Content starts

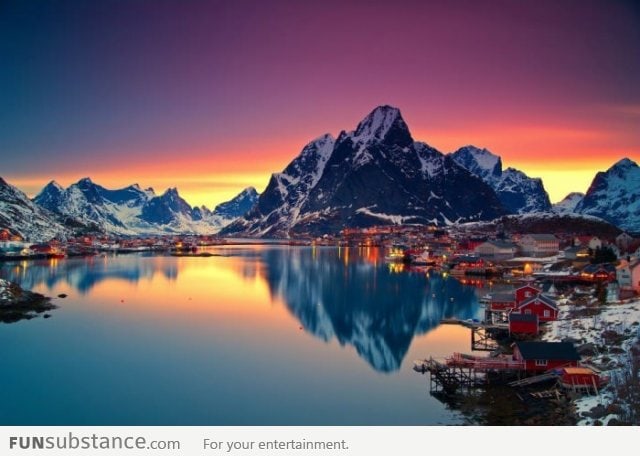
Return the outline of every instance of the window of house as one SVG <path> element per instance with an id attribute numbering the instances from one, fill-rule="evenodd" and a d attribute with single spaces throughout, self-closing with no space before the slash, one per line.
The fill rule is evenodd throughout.
<path id="1" fill-rule="evenodd" d="M 531 315 L 531 309 L 525 309 L 524 313 L 527 315 Z"/>
<path id="2" fill-rule="evenodd" d="M 547 365 L 546 359 L 536 359 L 536 366 L 546 366 L 546 365 Z"/>
<path id="3" fill-rule="evenodd" d="M 550 317 L 551 316 L 551 311 L 550 310 L 545 310 L 544 311 L 544 316 L 545 317 Z"/>

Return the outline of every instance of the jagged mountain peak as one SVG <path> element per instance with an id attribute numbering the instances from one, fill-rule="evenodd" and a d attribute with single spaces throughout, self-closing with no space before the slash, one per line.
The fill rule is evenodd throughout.
<path id="1" fill-rule="evenodd" d="M 325 156 L 324 158 L 326 161 L 326 158 L 328 158 L 328 155 L 331 153 L 331 150 L 333 150 L 335 141 L 336 140 L 333 138 L 333 136 L 331 136 L 328 133 L 317 137 L 316 139 L 310 141 L 308 144 L 306 144 L 302 148 L 302 152 L 300 152 L 300 155 L 298 156 L 298 160 L 292 162 L 291 164 L 293 165 L 294 163 L 301 163 L 309 160 L 317 160 L 318 155 Z M 285 168 L 284 173 L 293 171 L 294 168 L 296 167 L 295 166 L 287 167 Z"/>
<path id="2" fill-rule="evenodd" d="M 259 196 L 254 187 L 247 187 L 231 200 L 218 204 L 213 210 L 213 215 L 228 220 L 241 217 L 255 206 Z"/>
<path id="3" fill-rule="evenodd" d="M 176 197 L 176 196 L 180 196 L 180 194 L 178 193 L 178 188 L 177 187 L 169 187 L 168 189 L 166 189 L 164 191 L 162 196 L 164 196 L 164 197 Z"/>
<path id="4" fill-rule="evenodd" d="M 571 213 L 576 209 L 576 206 L 584 198 L 584 193 L 571 192 L 565 196 L 562 201 L 553 205 L 553 211 L 558 213 Z"/>
<path id="5" fill-rule="evenodd" d="M 49 181 L 49 183 L 45 185 L 44 189 L 55 189 L 58 191 L 64 191 L 64 187 L 60 185 L 58 182 L 56 182 L 55 180 Z"/>
<path id="6" fill-rule="evenodd" d="M 597 173 L 575 211 L 603 218 L 627 231 L 640 232 L 638 164 L 623 158 L 608 170 Z"/>
<path id="7" fill-rule="evenodd" d="M 60 204 L 60 200 L 64 192 L 64 187 L 58 184 L 55 180 L 52 180 L 45 185 L 42 190 L 40 190 L 40 193 L 38 193 L 35 198 L 33 198 L 33 202 L 51 210 L 51 208 Z"/>
<path id="8" fill-rule="evenodd" d="M 238 197 L 257 196 L 257 195 L 258 195 L 258 191 L 256 190 L 255 187 L 247 187 L 238 194 Z"/>
<path id="9" fill-rule="evenodd" d="M 595 178 L 591 182 L 591 187 L 587 190 L 587 194 L 590 191 L 596 190 L 603 183 L 608 183 L 612 179 L 625 179 L 627 175 L 634 174 L 636 170 L 640 169 L 638 164 L 629 158 L 623 158 L 611 165 L 606 171 L 599 171 L 596 173 Z"/>
<path id="10" fill-rule="evenodd" d="M 406 146 L 413 142 L 400 110 L 389 105 L 371 111 L 350 136 L 355 142 L 364 144 L 386 140 Z"/>
<path id="11" fill-rule="evenodd" d="M 20 234 L 33 242 L 65 237 L 68 232 L 54 219 L 53 214 L 41 208 L 21 190 L 0 177 L 0 229 Z"/>
<path id="12" fill-rule="evenodd" d="M 291 236 L 380 224 L 450 224 L 506 211 L 491 187 L 414 142 L 400 111 L 379 106 L 349 133 L 309 143 L 222 234 Z M 468 191 L 472 188 L 473 191 Z"/>
<path id="13" fill-rule="evenodd" d="M 634 162 L 633 160 L 631 160 L 630 158 L 623 158 L 621 160 L 618 160 L 616 163 L 613 164 L 613 166 L 610 169 L 629 169 L 629 168 L 637 168 L 638 164 L 636 162 Z"/>
<path id="14" fill-rule="evenodd" d="M 502 159 L 485 148 L 467 145 L 453 152 L 452 157 L 476 176 L 500 177 Z"/>
<path id="15" fill-rule="evenodd" d="M 511 167 L 503 170 L 500 156 L 488 149 L 468 145 L 450 155 L 459 165 L 489 184 L 510 212 L 524 214 L 551 209 L 542 179 L 531 178 Z"/>
<path id="16" fill-rule="evenodd" d="M 93 185 L 93 181 L 90 177 L 83 177 L 76 184 L 79 186 Z"/>
<path id="17" fill-rule="evenodd" d="M 328 143 L 333 144 L 334 142 L 335 142 L 335 138 L 333 137 L 333 135 L 331 133 L 325 133 L 324 135 L 320 135 L 317 138 L 309 141 L 309 144 L 305 146 L 305 149 L 313 145 L 316 145 L 318 147 L 323 147 L 325 144 L 328 144 Z"/>

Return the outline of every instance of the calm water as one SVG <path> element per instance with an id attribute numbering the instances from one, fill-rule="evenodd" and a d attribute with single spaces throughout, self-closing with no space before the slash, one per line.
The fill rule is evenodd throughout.
<path id="1" fill-rule="evenodd" d="M 225 247 L 219 256 L 0 264 L 55 296 L 52 318 L 0 325 L 0 423 L 461 423 L 414 359 L 469 351 L 443 317 L 473 288 L 397 271 L 377 249 Z"/>

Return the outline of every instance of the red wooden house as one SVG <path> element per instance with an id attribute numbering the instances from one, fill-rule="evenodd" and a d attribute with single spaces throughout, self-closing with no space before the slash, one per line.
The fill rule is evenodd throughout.
<path id="1" fill-rule="evenodd" d="M 489 308 L 493 312 L 507 311 L 516 307 L 514 293 L 495 293 L 491 295 Z"/>
<path id="2" fill-rule="evenodd" d="M 590 264 L 580 272 L 580 277 L 594 282 L 608 282 L 616 279 L 616 267 L 611 263 Z"/>
<path id="3" fill-rule="evenodd" d="M 544 372 L 577 367 L 580 355 L 571 342 L 516 342 L 513 359 L 524 362 L 528 372 Z"/>
<path id="4" fill-rule="evenodd" d="M 516 305 L 520 305 L 520 303 L 538 296 L 540 293 L 542 293 L 542 290 L 531 285 L 524 285 L 520 288 L 516 288 Z"/>
<path id="5" fill-rule="evenodd" d="M 509 336 L 535 336 L 538 334 L 538 316 L 535 314 L 509 314 Z"/>
<path id="6" fill-rule="evenodd" d="M 490 309 L 492 312 L 501 312 L 515 309 L 527 299 L 539 295 L 542 290 L 531 285 L 524 285 L 508 293 L 496 293 L 491 296 Z"/>
<path id="7" fill-rule="evenodd" d="M 555 321 L 558 319 L 558 306 L 550 297 L 539 294 L 521 302 L 511 313 L 537 315 L 540 322 Z"/>

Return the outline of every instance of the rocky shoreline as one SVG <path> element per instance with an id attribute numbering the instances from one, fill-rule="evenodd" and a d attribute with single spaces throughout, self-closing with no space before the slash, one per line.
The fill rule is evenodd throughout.
<path id="1" fill-rule="evenodd" d="M 57 307 L 47 296 L 24 290 L 17 283 L 0 279 L 1 323 L 31 320 L 40 315 L 43 318 L 49 318 L 51 314 L 47 312 Z"/>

Content ends

Identify how many lines in the entries above include the string "house", then state that number alone.

2